_OBJECTIVE_
Identify each line of the listing below that includes the string "grass" with the same capitalization, and copy those lines.

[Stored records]
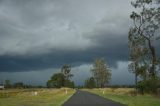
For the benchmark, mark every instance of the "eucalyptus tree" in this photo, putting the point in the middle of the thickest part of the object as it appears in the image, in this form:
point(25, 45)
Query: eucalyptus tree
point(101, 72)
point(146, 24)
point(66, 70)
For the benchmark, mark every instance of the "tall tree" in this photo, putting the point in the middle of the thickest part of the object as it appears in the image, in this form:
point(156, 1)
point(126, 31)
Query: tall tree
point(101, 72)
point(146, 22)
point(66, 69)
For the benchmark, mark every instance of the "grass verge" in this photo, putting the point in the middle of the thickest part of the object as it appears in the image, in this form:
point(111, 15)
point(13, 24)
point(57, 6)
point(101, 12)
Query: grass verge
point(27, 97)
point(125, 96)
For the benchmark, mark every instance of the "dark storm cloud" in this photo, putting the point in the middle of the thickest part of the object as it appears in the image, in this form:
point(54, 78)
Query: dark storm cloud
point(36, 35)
* * *
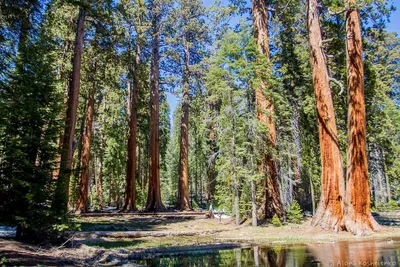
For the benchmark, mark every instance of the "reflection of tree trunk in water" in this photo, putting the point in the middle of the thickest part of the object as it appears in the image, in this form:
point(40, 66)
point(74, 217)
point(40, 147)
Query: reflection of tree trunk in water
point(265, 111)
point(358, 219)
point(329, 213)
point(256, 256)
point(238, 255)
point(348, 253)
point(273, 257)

_OUTPUT OF THE TASK_
For the benchmark, mark every instance of the "grass verge" in this photo, putting the point in the middle of the thickest part of the object as it appears in the image, in this form:
Query: grass verge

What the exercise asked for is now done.